**Required task A**
In the listing below, recast as a numbered list the part that opens with the line containing "Annotate the navy" and closes with the line containing "column 259, row 25", both ends included. Leave out blank lines and any pictures.

**Passage shown**
Wondering how to get started on games criticism? This week’s writing happened to feature some great overview articles that give readers an introduction to specific topics, as well as deeper dives on particular games.
It’s a great time for writing on games and architecture right now, and this week has two treasures in that field.
- An Empty Artifice | Nier Automata | Heterotopias
Devin Raposo’s short essay on space in Nier Automata is illustrated by some striking images.
- Modeling Spatial Game Design with Pinball | vextro
leeroy lewin discusses simulation, representation, and possible futures for video games.
Consider a third school of thought. An application of game development that is defined basically as neither representation nor simulation. Game development eroding symbols, eliminating context, channeling the nether.

**Required task B**
In the games criticism roundup, what topics does leeroy lewin discuss?

(A run of records)
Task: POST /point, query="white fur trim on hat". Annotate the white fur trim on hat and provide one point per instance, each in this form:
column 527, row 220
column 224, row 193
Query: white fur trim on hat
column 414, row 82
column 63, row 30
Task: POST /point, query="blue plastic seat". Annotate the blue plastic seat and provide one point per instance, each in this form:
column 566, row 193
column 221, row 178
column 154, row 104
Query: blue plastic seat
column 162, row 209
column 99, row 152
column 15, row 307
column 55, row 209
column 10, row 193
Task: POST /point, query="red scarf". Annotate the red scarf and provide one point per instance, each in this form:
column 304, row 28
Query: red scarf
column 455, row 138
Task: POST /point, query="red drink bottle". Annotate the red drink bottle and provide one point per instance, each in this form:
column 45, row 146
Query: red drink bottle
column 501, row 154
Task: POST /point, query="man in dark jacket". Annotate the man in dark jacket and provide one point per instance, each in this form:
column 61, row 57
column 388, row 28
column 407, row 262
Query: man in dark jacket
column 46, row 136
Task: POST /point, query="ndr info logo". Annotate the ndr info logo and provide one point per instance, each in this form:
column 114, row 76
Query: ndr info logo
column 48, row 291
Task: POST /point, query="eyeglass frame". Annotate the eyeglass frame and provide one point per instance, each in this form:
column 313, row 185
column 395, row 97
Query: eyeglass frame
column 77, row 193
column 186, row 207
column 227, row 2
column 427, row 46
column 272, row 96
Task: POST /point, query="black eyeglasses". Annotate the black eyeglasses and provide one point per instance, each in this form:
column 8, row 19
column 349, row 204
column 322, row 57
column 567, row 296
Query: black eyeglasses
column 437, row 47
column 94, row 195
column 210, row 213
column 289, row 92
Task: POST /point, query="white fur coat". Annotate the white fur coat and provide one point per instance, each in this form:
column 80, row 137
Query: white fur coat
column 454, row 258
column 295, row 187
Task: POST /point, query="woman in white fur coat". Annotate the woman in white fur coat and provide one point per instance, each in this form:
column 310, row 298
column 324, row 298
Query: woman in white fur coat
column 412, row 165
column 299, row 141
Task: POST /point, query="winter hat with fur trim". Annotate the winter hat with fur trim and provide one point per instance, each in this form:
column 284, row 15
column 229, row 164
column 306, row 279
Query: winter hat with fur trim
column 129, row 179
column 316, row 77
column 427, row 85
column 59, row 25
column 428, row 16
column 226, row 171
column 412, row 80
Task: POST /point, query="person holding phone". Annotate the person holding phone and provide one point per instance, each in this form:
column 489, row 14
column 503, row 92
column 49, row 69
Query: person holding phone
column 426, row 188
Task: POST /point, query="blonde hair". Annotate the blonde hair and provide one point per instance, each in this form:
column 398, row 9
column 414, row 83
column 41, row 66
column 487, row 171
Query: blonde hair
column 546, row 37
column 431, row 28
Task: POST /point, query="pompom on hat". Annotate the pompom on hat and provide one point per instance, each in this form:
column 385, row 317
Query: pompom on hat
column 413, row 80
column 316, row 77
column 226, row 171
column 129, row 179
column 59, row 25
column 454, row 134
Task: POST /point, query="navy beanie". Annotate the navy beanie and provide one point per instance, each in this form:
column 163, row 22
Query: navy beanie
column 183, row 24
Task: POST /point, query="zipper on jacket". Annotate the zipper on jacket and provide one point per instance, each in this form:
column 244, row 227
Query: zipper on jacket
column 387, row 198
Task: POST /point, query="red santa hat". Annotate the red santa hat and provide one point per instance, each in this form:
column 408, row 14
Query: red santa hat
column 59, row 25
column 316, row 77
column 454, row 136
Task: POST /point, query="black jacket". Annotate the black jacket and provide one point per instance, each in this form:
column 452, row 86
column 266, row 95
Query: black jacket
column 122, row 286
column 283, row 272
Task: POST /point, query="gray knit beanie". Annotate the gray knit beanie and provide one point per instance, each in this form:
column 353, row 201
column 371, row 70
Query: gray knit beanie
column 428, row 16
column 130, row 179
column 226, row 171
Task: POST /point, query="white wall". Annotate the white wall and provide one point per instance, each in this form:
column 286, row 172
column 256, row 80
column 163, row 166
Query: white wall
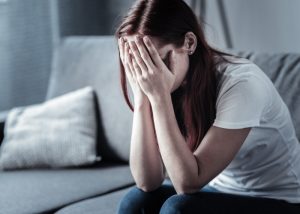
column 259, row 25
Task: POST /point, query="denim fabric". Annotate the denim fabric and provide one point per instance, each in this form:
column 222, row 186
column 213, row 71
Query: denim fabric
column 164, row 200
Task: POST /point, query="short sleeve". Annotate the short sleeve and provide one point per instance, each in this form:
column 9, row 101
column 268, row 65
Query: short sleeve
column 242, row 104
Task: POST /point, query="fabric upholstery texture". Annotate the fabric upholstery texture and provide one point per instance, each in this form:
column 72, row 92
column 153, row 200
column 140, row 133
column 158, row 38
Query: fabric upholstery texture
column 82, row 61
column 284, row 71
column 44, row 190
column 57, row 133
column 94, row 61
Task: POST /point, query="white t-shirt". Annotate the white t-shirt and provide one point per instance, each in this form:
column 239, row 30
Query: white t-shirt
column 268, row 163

* * *

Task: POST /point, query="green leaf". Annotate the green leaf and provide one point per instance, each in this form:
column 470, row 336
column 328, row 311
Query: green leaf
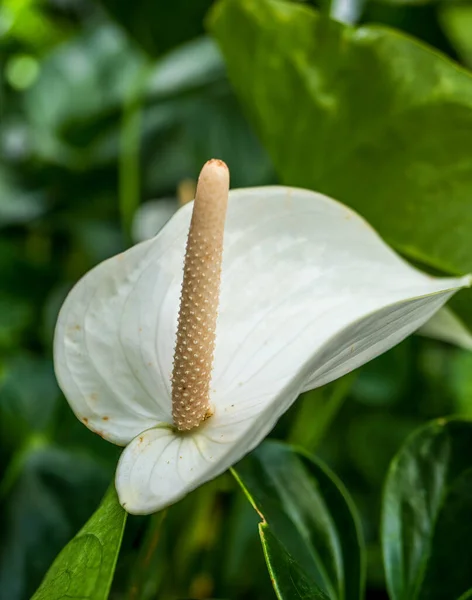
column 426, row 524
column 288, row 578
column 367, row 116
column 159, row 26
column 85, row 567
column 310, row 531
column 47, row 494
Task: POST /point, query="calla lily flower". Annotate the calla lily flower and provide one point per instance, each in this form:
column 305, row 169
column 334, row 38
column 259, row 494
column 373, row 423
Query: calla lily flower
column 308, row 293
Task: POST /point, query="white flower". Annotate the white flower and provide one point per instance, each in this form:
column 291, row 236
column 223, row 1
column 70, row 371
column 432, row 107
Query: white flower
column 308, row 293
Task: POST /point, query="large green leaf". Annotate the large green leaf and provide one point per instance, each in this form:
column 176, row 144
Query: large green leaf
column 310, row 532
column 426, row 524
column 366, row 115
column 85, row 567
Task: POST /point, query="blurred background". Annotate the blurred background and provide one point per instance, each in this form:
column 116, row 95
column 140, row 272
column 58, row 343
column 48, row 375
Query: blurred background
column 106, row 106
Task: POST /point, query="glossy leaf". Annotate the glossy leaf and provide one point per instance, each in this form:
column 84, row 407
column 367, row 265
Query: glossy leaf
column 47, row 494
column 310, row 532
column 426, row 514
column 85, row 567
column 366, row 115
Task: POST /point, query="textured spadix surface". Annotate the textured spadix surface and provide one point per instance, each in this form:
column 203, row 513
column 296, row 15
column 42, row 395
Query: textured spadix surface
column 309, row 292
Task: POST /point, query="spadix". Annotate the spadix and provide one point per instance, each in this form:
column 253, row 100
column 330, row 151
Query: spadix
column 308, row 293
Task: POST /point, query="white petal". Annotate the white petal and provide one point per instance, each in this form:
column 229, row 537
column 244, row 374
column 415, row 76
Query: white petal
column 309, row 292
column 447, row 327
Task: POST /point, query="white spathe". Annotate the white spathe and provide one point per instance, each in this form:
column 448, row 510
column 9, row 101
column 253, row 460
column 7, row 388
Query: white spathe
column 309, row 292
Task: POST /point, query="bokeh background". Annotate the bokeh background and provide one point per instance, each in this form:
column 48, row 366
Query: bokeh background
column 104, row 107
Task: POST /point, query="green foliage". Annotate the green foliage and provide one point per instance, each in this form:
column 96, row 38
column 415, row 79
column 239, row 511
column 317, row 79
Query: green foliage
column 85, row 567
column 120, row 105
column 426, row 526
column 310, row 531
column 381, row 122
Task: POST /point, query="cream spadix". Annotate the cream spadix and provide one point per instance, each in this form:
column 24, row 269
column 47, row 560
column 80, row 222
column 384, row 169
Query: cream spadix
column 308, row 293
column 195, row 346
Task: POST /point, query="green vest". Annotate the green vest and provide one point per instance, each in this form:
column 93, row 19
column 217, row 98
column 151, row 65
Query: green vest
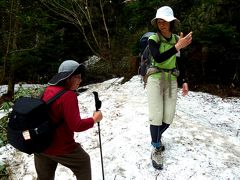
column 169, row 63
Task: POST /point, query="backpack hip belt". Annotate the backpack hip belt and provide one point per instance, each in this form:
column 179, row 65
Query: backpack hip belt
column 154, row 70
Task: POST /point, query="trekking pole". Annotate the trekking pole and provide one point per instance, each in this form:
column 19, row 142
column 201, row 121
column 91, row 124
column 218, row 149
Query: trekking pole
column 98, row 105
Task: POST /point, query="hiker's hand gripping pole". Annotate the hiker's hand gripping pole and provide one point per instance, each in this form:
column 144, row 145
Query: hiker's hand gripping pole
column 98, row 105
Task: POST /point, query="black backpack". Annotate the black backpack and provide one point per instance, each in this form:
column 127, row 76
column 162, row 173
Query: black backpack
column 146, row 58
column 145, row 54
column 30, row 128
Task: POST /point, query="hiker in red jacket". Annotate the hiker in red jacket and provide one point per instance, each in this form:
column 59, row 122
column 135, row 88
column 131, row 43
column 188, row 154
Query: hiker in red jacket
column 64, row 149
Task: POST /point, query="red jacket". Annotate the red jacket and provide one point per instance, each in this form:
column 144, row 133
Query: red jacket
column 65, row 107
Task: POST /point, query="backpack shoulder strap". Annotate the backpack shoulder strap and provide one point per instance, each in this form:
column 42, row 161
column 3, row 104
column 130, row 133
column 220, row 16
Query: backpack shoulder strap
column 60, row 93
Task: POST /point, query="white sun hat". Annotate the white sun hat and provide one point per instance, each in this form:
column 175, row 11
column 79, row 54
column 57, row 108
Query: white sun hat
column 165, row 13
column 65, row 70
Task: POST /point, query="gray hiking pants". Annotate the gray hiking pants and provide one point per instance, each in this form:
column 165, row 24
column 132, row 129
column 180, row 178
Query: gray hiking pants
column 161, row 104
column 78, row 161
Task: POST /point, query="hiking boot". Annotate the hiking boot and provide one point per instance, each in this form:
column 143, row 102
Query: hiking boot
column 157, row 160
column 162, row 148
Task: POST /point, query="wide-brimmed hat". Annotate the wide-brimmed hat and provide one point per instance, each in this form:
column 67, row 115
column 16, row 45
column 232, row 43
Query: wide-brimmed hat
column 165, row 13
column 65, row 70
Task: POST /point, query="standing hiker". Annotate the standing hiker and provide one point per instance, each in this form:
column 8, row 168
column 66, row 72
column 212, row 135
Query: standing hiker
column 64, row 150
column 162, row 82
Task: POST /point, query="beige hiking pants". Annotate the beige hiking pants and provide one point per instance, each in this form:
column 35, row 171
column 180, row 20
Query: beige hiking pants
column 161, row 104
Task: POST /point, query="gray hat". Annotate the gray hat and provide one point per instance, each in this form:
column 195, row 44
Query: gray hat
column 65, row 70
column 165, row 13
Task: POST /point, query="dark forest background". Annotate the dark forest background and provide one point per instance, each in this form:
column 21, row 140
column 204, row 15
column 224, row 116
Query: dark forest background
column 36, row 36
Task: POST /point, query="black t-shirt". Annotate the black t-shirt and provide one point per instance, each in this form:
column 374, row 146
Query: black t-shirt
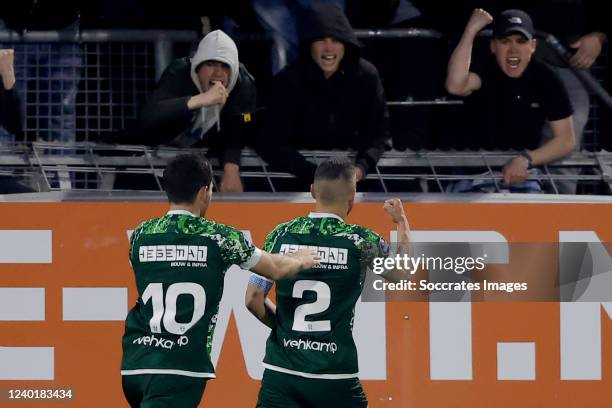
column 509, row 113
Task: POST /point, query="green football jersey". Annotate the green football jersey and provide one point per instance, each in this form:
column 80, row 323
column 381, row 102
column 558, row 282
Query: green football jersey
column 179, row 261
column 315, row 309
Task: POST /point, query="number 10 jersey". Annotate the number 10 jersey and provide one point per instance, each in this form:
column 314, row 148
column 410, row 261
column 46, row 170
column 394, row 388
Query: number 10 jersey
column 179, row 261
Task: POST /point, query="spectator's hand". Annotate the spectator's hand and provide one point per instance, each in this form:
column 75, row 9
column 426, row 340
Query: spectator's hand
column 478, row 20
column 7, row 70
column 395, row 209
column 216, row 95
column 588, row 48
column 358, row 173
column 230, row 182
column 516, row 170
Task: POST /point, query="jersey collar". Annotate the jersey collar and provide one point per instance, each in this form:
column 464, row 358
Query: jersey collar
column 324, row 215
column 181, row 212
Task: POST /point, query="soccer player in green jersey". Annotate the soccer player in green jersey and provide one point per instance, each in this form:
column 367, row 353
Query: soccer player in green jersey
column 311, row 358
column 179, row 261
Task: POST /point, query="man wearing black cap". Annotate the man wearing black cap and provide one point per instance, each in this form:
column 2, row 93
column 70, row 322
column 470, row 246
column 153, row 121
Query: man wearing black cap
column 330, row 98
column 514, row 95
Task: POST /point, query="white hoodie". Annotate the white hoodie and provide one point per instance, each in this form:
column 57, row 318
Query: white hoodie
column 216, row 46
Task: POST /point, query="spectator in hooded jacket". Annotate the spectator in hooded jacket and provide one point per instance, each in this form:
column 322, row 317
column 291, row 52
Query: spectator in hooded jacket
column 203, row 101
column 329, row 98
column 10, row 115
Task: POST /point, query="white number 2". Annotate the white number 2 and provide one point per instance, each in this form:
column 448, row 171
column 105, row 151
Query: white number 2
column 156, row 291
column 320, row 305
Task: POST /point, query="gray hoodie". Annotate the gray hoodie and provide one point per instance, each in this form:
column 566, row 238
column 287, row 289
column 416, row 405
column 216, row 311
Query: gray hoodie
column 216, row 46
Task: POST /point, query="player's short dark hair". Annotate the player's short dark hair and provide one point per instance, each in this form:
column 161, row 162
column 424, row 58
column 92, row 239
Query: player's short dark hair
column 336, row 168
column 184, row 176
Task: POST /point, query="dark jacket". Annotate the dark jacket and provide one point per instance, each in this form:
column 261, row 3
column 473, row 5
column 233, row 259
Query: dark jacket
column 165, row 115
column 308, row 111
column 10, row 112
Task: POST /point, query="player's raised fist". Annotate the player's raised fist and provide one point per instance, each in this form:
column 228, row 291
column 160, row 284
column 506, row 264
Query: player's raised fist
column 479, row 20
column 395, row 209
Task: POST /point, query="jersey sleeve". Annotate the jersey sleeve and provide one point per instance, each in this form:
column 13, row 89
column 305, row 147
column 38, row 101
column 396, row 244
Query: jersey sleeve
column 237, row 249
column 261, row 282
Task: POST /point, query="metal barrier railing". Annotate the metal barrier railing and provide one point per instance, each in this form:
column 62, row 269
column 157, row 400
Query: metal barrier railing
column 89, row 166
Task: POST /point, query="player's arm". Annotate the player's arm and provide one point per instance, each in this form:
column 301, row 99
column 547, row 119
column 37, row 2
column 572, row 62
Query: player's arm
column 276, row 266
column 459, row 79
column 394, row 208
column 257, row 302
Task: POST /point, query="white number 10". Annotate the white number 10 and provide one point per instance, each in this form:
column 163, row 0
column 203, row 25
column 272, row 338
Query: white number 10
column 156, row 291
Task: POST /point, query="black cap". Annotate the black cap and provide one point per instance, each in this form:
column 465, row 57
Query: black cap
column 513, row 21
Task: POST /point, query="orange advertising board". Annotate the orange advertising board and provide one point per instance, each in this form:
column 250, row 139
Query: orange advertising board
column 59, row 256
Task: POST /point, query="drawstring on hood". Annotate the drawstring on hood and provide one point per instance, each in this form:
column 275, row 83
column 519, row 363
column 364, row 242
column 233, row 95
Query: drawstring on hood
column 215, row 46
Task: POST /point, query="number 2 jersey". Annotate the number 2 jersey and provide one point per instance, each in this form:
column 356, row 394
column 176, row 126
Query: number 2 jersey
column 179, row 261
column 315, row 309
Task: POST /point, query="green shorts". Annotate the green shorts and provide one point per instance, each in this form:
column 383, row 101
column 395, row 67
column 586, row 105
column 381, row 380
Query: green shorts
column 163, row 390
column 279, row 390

**Final result A**
1. Task: POST /point, query="navy beanie". Annotate the navy beanie and provide one point per instance, each in this form:
2. column 163, row 22
3. Query: navy beanie
4. column 183, row 24
5. Task: POST /point, query="zipper on jacket". Annotate the zipper on jacket and provide one point per instance, each in this form:
6. column 244, row 227
7. Query: zipper on jacket
8. column 387, row 198
9. Task: POST /point, query="red santa hat". Annotate the red santa hat and provide one point per instance, each in this form:
10. column 408, row 14
11. Query: red santa hat
12. column 59, row 25
13. column 316, row 77
14. column 454, row 136
15. Task: POST /point, query="black jacket". Annotate the black jacket and provide one point per instance, each in this form:
16. column 452, row 86
17. column 266, row 95
18. Query: black jacket
19. column 122, row 286
20. column 283, row 272
21. Task: POST /point, query="gray knit beanie". Annotate the gray knit beanie and provide one point per instance, each in this form:
22. column 353, row 201
23. column 371, row 70
24. Query: gray knit beanie
25. column 428, row 16
26. column 130, row 179
27. column 226, row 171
28. Task: POST /point, query="white wall". Annotate the white wall and provide one point per instance, each in this form:
29. column 286, row 172
30. column 256, row 80
31. column 163, row 166
32. Query: white wall
33. column 259, row 25

**Final result B**
- simulation
- representation
- possible futures for video games